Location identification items
○ ○ ○ ○ ○
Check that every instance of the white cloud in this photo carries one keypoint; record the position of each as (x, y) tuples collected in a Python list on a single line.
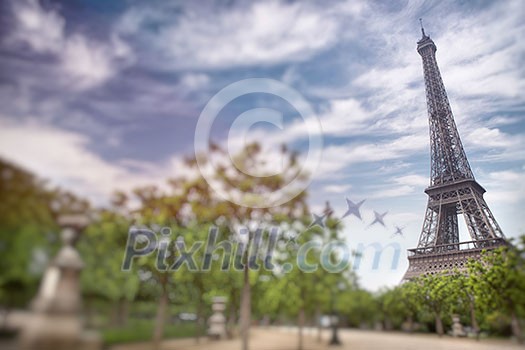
[(195, 81), (64, 158), (263, 33), (84, 62)]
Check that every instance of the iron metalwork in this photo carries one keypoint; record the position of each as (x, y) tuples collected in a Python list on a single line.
[(453, 189)]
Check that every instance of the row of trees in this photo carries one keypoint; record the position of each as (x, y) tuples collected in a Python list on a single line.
[(491, 293)]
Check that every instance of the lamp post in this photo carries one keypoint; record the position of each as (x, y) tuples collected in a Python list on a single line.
[(335, 317)]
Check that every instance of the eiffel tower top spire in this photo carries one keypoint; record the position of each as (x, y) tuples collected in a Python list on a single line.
[(448, 159), (422, 29)]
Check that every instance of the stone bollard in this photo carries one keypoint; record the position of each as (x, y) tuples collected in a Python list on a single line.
[(457, 328), (55, 322), (217, 321)]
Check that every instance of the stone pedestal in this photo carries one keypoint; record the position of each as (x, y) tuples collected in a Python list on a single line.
[(55, 322), (457, 328), (217, 321)]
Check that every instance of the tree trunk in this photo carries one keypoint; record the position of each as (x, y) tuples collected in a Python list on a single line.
[(198, 321), (245, 309), (516, 328), (232, 318), (301, 327), (473, 320), (114, 319), (123, 312), (160, 320), (318, 320), (439, 325), (410, 322)]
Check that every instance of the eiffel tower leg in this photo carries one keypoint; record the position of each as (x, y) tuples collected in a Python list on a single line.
[(479, 219), (448, 230), (430, 225)]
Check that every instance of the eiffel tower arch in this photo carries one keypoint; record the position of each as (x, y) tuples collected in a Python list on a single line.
[(453, 189)]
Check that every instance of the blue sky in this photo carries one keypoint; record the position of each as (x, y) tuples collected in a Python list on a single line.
[(98, 95)]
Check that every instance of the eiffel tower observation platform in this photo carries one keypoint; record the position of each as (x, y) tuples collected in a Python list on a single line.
[(446, 258)]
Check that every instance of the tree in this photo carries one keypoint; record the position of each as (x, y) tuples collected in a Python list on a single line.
[(499, 281), (436, 294)]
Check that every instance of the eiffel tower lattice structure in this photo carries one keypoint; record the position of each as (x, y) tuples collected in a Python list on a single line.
[(453, 189)]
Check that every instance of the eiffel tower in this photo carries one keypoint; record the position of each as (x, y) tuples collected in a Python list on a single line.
[(453, 189)]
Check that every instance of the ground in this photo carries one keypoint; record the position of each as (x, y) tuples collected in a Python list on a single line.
[(286, 339)]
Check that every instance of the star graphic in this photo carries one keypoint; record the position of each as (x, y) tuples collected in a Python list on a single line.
[(353, 208), (399, 231), (318, 220), (379, 219)]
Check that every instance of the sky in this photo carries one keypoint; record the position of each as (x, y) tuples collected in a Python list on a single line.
[(98, 95)]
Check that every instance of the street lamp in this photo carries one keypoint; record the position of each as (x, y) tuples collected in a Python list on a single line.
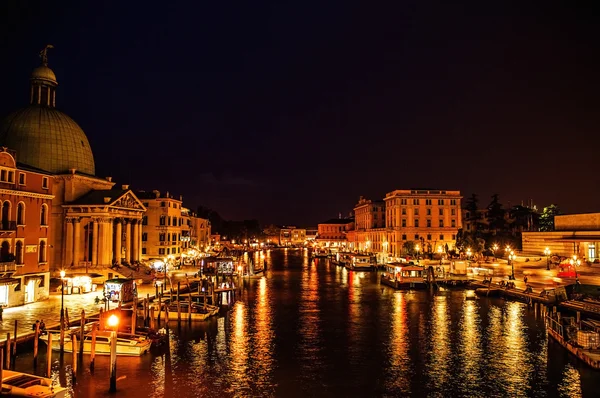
[(511, 260), (575, 262), (494, 248)]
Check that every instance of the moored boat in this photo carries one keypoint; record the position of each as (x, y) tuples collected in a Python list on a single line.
[(17, 384), (127, 344)]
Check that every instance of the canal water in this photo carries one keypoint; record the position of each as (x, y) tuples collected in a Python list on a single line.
[(310, 329)]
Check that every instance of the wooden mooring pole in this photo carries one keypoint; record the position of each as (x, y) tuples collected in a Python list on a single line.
[(93, 347), (49, 355), (35, 343), (74, 367)]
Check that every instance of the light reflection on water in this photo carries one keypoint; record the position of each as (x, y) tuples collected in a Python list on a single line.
[(310, 328)]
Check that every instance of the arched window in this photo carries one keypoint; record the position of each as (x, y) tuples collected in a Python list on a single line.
[(44, 215), (21, 214), (42, 254), (5, 215), (19, 252)]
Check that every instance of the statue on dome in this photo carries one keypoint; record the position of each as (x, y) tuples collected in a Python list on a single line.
[(44, 54)]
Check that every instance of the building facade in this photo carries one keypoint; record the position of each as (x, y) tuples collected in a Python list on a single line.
[(574, 234), (162, 226), (25, 201), (427, 218), (333, 233)]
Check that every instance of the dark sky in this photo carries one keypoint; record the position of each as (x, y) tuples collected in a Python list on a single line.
[(289, 111)]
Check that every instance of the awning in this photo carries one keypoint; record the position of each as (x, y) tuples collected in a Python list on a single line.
[(9, 281), (37, 278)]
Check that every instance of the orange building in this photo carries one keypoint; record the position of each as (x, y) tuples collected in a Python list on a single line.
[(26, 197)]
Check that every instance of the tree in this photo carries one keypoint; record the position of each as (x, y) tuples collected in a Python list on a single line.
[(547, 218), (495, 215)]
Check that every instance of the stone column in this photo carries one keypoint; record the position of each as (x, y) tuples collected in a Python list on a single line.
[(109, 240), (136, 240), (77, 241), (69, 241), (94, 241), (128, 241), (102, 242), (118, 240)]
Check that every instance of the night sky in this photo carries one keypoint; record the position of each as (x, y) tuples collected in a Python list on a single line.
[(289, 111)]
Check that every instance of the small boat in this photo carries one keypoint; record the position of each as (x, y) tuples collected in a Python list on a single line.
[(199, 311), (17, 384), (127, 344), (361, 262)]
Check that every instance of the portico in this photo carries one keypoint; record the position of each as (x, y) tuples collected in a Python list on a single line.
[(103, 227)]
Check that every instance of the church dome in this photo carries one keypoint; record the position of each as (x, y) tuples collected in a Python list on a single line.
[(47, 139), (42, 136)]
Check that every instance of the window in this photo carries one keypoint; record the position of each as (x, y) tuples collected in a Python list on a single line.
[(21, 213), (44, 215), (42, 253)]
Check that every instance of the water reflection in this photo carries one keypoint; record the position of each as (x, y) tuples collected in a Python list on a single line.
[(313, 329)]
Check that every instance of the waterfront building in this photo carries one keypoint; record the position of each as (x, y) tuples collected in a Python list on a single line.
[(91, 222), (370, 231), (25, 200), (574, 234), (292, 236), (332, 233), (162, 225), (428, 218)]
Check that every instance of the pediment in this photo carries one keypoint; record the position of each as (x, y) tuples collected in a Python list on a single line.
[(128, 201)]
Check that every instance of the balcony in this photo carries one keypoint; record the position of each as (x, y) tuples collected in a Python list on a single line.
[(8, 226)]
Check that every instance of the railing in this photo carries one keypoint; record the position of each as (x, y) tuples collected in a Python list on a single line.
[(9, 266), (8, 226)]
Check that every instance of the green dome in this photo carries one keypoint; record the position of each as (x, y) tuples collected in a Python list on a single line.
[(47, 139)]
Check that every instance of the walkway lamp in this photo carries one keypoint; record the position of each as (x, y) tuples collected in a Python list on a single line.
[(547, 253), (511, 259)]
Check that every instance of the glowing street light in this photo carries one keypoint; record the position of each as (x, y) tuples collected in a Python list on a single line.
[(547, 253)]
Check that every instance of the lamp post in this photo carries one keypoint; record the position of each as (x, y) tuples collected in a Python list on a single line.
[(494, 248), (575, 262), (511, 260), (113, 322)]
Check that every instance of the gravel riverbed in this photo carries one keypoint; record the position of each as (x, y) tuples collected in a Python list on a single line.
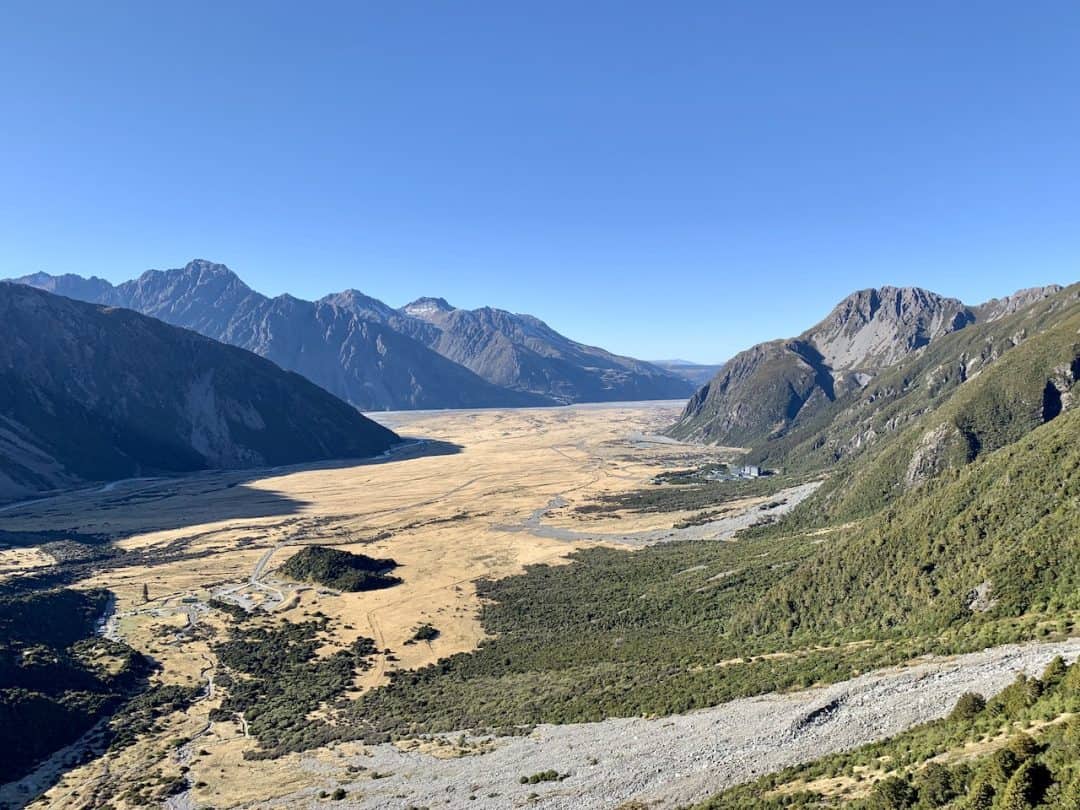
[(671, 761)]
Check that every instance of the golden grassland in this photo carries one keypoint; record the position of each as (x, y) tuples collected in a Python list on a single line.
[(447, 520)]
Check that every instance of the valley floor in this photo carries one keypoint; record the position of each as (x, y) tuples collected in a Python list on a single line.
[(672, 761), (485, 495)]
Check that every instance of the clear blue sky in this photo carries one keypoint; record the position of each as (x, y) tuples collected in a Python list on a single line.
[(664, 179)]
○ ○ ○ ○ ○
Copy all of the records above word for word, leaving out the pictures.

Check that every instance of the white cloud in this photo carries one keypoint; record the position of each as (x, y) tuples collected in a Python list on a single line.
[(195, 81), (64, 158), (263, 33), (84, 62)]
Check that every instance of the iron metalwork in this photo carries one keypoint; record the position of each as (x, y) tuples collected in a Python list on a single line.
[(453, 189)]
Check that every instance of the row of trees in this photo carries one keypoint; record the position of each as (x, y) tuples collected in a Python list on a single line.
[(491, 293)]
Check that every instance of the lamp post in this photo carries one keypoint; record the position of each as (x, y) tuples collected in a Python list on a single line.
[(335, 317)]
Check that every instance of the eiffel tower top spire in this photo carries one keypoint; record the position of each as (x, y) tuples collected in a Python list on a single line.
[(448, 159), (422, 29)]
Check that every instance of the stone bollard in this photo carries one keypoint; record the position of each as (x, y) tuples collected in a Python list on a single line.
[(457, 328), (55, 322), (217, 321)]
Check that every instance of the stone pedestal in this photo carries one keypoint; record the position of each as (x, y) tuples collected in a Python list on a single line.
[(55, 322), (457, 328), (217, 321)]
Check that every instance of the tree trunk in this photo carries one keypoint; record the position of each as (x, y) tuples collected in a Python list on a single line.
[(198, 321), (245, 309), (516, 328), (232, 318), (301, 327), (473, 320), (114, 319), (123, 312), (160, 320), (318, 320), (439, 325), (410, 322)]
Check that every instance of the eiffel tower leg in this photo carries one keypoint; record the position of each as (x, y) tuples collected in a Python list on a single line.
[(479, 219), (448, 230), (430, 225)]
Check that every instance of the eiffel tower arch in this photo carries one keypoint; record the position of each as (x, y) tuples collected in a Python list on a single line.
[(453, 189)]
Check that every instance of the blue sky in this photo carries one keypoint; record the position of each as (x, y) tuples collected in a Python list on a single line.
[(98, 95)]
Check that every instance of the eiffel tower observation platform in this photo carries one keypoint; record the position of each as (x, y) tuples collected in a Python list on a single line.
[(446, 258)]
Check that every instance of the tree in this photo carries one keypoint; record the position of each as (x, y) tuples collected in a Python list on a single line.
[(499, 281), (436, 294)]
Check that every instance of the eiffel tower lattice structure in this photo carries one keypoint; record the position of each as (x, y) tuples collected in a Python list on a single line.
[(453, 189)]
Check that every instance of the eiffel tower in this photo carries one keypoint; record the position of each as (x, y) tuples collected in a Python list on a single line.
[(453, 189)]
Check that every instance of the ground in this photo carries one keypoint; record the position of each as (x, y) tuples collected in a Python list on a single line.
[(286, 339)]
Check that every instance of the star graphic in this photo carries one keypoint; record the position of each as (x, y) tuples collected in a Python list on a single line.
[(353, 208), (399, 231), (318, 220), (379, 219)]
Check that every instance of the sky in this photo carries one keypoint; record the position of each as (x, y) tuples collected in a Python list on a single line.
[(98, 95)]
Check that every instance of the street lamp in this photo carries one keypoint; record the position of each as (x, y) tuples collected in a Python list on a single line.
[(511, 260), (575, 262), (494, 248)]
Check that every instance of the moored boat in this photo carries one keypoint; record the position of each as (x, y) tuples collected in a Python list on a single line.
[(17, 384), (127, 344)]
Check that every instance of the canal water in this photo carries one keypoint; record the position of each as (x, y) tuples collected in a Python list on a single line.
[(310, 329)]
Check that every instance of the wooden mooring pole in this photo carries one keypoint; record the position of each as (x, y) tuples collected in a Python list on a single line.
[(93, 347), (49, 355), (35, 343), (74, 367)]
Check that every instance of the light reflection on water in this photo carries one keypoint; record the position of each as (x, y) tuples collected in a Python list on a single line.
[(310, 328)]
Check that every instance of the arched window in this photo carries one keypoint; record the position of each as (x, y) tuples collected in a Python list on a single line.
[(44, 215), (21, 214), (42, 254), (5, 215), (19, 252)]
Check that every instance of the statue on dome in this photo carries one keypoint; record the position of each as (x, y) tuples collected in a Python list on a single line.
[(44, 54)]
Check that every instance of the building facade in this photo carries one keypoint; record the position of each as (x, y) tuples collected in a Python list on a single line.
[(574, 234), (162, 226), (25, 201), (427, 218), (333, 233)]
Check that every instance of the dark sky in this photo carries one keypoint; record the position of each as (x, y) tuples collected in a Python list on a single line.
[(289, 111)]
Check that every instance of the awning in this photo carries one keypoint; record the position of each as (x, y) tuples collected in a Python list on a single line.
[(9, 281), (37, 278)]
Check that every instance of the orange building in this photo carries one keypoint; record the position of each as (x, y) tuples collected in a Python list on a single line.
[(26, 197)]
Check that every instance of the tree in this photo carries one keypoint; record the position of each as (x, y) tuples collected in a Python list on a single line.
[(547, 218), (495, 215)]
Check that every instance of the stone column in this photo carries one keypoint; record the position of each as (x, y) tuples collected in a Python list on a single line.
[(109, 240), (136, 240), (77, 241), (69, 241), (94, 241), (128, 241), (102, 242), (118, 240)]
Check that every instance of the night sky in this photo carries one keypoint; record the position of each as (x, y) tuples collected in a Python list on a single line.
[(289, 111)]
Check that every instance of the small boat in this photo carries one keypoint; record the position of each as (x, y) tuples collected in a Python list on a single line.
[(199, 311), (17, 384), (127, 344), (361, 262)]
Check that every instance of the portico in this photo carries one keypoint; record the position of each as (x, y) tuples collected in a Python list on a single line.
[(103, 227)]
Check that every instance of the church dome in this photo carries one keypoint; record the position of each as (x, y) tuples collected in a Python list on a single line.
[(47, 139), (42, 136)]
Check that every instance of the window in this photo carries one keypoint; record the position of each as (x, y) tuples collected in a Python list on a single line.
[(21, 213), (44, 215), (42, 253)]
Check that every instance of the water reflection in this photo carries one keypoint; record the position of each as (x, y) tuples collected in a Python list on a single line.
[(313, 329)]
Check that every instance of the waterfront building in this photo carries one keypoint; record the position of each as (x, y) tuples collected in a Python list on a single line.
[(91, 222), (370, 231), (25, 200), (574, 234), (292, 236), (332, 233), (162, 225), (428, 218)]
Check that every instance of the pediment in this photo carries one keypoint; record the position of each as (x, y) tuples collected in a Python list on a single line.
[(128, 201)]
Check that every instance of the balcony in this photo carries one keypoint; record the position of each as (x, y) tuples collected in a Python list on a single line.
[(8, 226)]
Check that every instance of the railing in this photo carries one keypoint; record the position of each as (x, y) tuples collected in a Python list on a single line.
[(9, 266), (8, 226)]
Check that every instance of the green dome in this photo carries one keypoint; record the position of each as (x, y) tuples collected in a Python list on a single line.
[(47, 139)]
Check that every instance of the walkway lamp in this photo carries one keypoint; record the position of each as (x, y) tuples collected in a Python list on a single line.
[(547, 253), (511, 259)]
Check that every instance of the glowing street light in this photo carries one keypoint; record the position of each as (x, y) tuples collected in a Python list on a single line.
[(547, 253)]
Check that every instance of the lamp post in this photo carries one keypoint; record the position of each as (x, y) tuples collected in a Python list on a single line.
[(494, 248), (575, 262), (511, 260), (113, 322)]
Check that every instance of the gravel riverbed in this photo carries one keypoint; record the position of each as (x, y) tuples collected in a Python list on a single line.
[(671, 761)]
Check that every instance of the golden grassland in this photo carries one keypoint; record the position of each as (x, y) tuples collected in a Python list on a single line.
[(447, 520)]
Check that every instance of the valley floor in this photo carries one keypoint; record the position of each as (x, y) tuples collected in a Python list on a single line.
[(672, 761), (485, 495)]
Check that every instance of the clear blue sky in this photo carries one keypoint; record the position of each as (x, y) tuples collected in a Python list on a single line.
[(664, 179)]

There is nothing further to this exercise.